#### [What the task requires]
Edit the listing below by replacing each occurrence of "one pin marks one object" with "each pin marks a single object". Keep everything else unchanged.

Dataset items
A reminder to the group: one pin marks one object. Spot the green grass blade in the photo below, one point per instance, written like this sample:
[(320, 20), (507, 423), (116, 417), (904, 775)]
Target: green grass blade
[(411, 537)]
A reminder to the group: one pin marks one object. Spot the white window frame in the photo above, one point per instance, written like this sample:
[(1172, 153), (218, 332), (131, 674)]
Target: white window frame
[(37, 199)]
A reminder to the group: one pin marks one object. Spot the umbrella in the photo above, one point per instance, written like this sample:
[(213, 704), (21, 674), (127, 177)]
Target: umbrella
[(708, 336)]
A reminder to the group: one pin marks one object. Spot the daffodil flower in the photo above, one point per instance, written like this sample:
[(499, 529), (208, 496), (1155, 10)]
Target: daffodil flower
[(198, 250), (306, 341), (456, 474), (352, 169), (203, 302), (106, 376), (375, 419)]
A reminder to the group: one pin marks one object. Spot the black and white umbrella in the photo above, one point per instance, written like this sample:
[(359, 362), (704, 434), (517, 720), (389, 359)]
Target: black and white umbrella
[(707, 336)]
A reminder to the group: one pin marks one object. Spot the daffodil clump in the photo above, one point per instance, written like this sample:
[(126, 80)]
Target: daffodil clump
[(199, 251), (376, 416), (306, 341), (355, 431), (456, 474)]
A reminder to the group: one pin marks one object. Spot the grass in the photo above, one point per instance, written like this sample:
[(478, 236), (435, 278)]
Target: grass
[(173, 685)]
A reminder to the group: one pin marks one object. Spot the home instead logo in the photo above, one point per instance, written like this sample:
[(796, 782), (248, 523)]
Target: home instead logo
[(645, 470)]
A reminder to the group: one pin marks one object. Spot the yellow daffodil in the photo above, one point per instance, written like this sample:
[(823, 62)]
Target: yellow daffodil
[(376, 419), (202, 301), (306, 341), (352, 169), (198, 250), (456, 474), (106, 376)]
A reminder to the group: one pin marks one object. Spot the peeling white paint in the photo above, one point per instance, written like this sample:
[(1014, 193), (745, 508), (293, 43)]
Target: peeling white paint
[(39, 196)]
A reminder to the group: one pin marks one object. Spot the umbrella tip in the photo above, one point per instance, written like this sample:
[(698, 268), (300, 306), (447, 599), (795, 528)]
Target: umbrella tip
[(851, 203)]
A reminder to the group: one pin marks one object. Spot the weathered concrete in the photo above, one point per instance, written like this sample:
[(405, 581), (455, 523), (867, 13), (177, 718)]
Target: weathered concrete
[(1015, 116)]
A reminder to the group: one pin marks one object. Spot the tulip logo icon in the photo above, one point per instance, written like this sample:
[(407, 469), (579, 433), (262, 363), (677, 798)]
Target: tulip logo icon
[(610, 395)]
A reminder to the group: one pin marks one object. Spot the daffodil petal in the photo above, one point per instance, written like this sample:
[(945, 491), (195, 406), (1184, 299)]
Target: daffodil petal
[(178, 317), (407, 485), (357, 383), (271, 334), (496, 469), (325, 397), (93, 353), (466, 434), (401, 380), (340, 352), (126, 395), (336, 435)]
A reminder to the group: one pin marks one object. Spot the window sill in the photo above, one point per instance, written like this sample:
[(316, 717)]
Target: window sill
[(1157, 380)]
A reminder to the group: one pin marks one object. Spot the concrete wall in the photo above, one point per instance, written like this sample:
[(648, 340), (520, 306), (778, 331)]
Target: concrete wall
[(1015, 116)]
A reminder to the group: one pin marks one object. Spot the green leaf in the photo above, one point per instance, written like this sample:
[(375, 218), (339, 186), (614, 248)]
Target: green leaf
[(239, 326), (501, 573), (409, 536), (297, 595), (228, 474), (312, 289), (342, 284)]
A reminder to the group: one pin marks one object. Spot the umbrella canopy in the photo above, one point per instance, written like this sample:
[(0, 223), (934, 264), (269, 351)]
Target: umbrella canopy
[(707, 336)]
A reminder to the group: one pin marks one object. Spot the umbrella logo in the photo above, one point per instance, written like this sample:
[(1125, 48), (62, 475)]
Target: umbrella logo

#### [Output below]
A reminder to the group: each pin marks a single object. Spot the green grass blade in the photo below, one point per instance, written like this sample:
[(320, 20), (507, 423), (116, 417), (904, 775)]
Target: green grass blade
[(411, 537)]
A reminder to the group: each pin marks a single object. Spot the white window frame in the photo above, one point per instance, written like this sample:
[(1172, 153), (218, 332), (131, 674)]
Target: white window frame
[(37, 199)]
A reminder to the group: each pin marks a single object. Spot the umbrella in the photo above, one point per instance, written like this sample:
[(213, 704), (21, 674), (127, 177)]
Target: umbrella
[(708, 336)]
A reminder to the group: each pin marks a single object. Spot the daffodil flower in the photo above, one point per instance, written like this sample:
[(499, 529), (208, 496), (1155, 10)]
Target: daffodil flower
[(198, 250), (306, 341), (456, 474), (352, 169), (203, 302), (106, 376), (375, 419)]
A reminder to the group: each pin marks a single object. Spot the black and white umbrella in the photo above, one point per instance, written like this sample:
[(359, 362), (704, 434), (517, 720), (389, 359)]
Target: black and white umbrella
[(707, 336)]
A reminder to the group: each pin marks a single object. Spot the daffodil clump in the photo above, one point per instance, written like this sample:
[(126, 80)]
Target: daffodil clump
[(199, 251), (376, 416), (306, 341), (355, 431), (456, 474)]
A reminder to the group: each pin marks a single object. Spot the grass in the photo above, one point per instance, written like this sample:
[(478, 236), (435, 278)]
Target: grass
[(173, 685)]
A reminder to the group: each pin marks a single object. Spot the home instead logo in the photo above, one point per instance, written like this sample:
[(796, 782), (248, 523)]
Target: home instead logo
[(645, 470)]
A reminder to the group: each pin marks a single object. Spot the yellow daffodil in the photo above, one point per instance, written like this sample:
[(823, 62)]
Target: yellow daffodil
[(376, 419), (202, 301), (306, 341), (352, 169), (198, 250), (456, 474), (106, 376)]
A reminder to the group: each pin marks a single object. Spot the peeling white paint in the photo above, one point per instance, written like this sample:
[(1014, 193), (745, 508), (293, 43)]
Target: peeling white paint
[(39, 196)]
A reminder to the group: each pin marks a single object. Spot the umbrella tip in the photo above, one point per instance, written like this sample:
[(698, 268), (300, 306), (447, 599), (795, 528)]
Target: umbrella tip
[(851, 203)]
A reminder to the group: each pin marks a single object. Spot the weathered concrete in the photo above, one point per instance, written like this sample:
[(405, 581), (455, 523), (867, 13), (177, 718)]
Target: weathered concrete
[(1015, 116)]
A reminder to the group: each pin marks a single object. Spot the tulip logo icon in the photo above, one point per instance, written like this sample:
[(407, 469), (579, 433), (262, 363), (677, 798)]
Target: tulip logo icon
[(610, 395)]
A reminder to the group: each pin marks a single object. Spot the daffodil petal in the photo above, one point per instance, written like this sample:
[(945, 491), (195, 406), (1184, 299)]
Target: daffodil petal
[(178, 317), (407, 485), (357, 383), (271, 334), (496, 469), (325, 397), (93, 353), (466, 434), (401, 380), (340, 352), (126, 395), (336, 435)]
A reminder to the group: each pin marks a single object. Spot the window sill in the photo above, one point per instance, written like this sample:
[(316, 717)]
Target: window sill
[(1157, 380)]
A reminder to the group: each pin marks a single object. Spot the concrete wall in the photo above, one point per instance, written like this sample:
[(648, 340), (520, 306), (778, 331)]
Target: concrete wall
[(1015, 116)]
A reminder to the group: each pin marks a single object. Spot the green leaf in the photo above, one point per instance, written like this sample:
[(375, 218), (339, 186), (614, 248)]
Target: green leaf
[(239, 326), (501, 573), (409, 536), (297, 595), (228, 474), (312, 289), (342, 284)]
A reminder to the group: each pin marks a single object. Spot the umbrella canopy in the photo above, one point per instance, written like this sample:
[(0, 223), (934, 264), (269, 351)]
Target: umbrella canopy
[(707, 336)]
A reminder to the group: each pin marks a single object. Spot the umbrella logo in the photo above, one point per instance, written like this sample:
[(1125, 48), (62, 475)]
Target: umbrella logo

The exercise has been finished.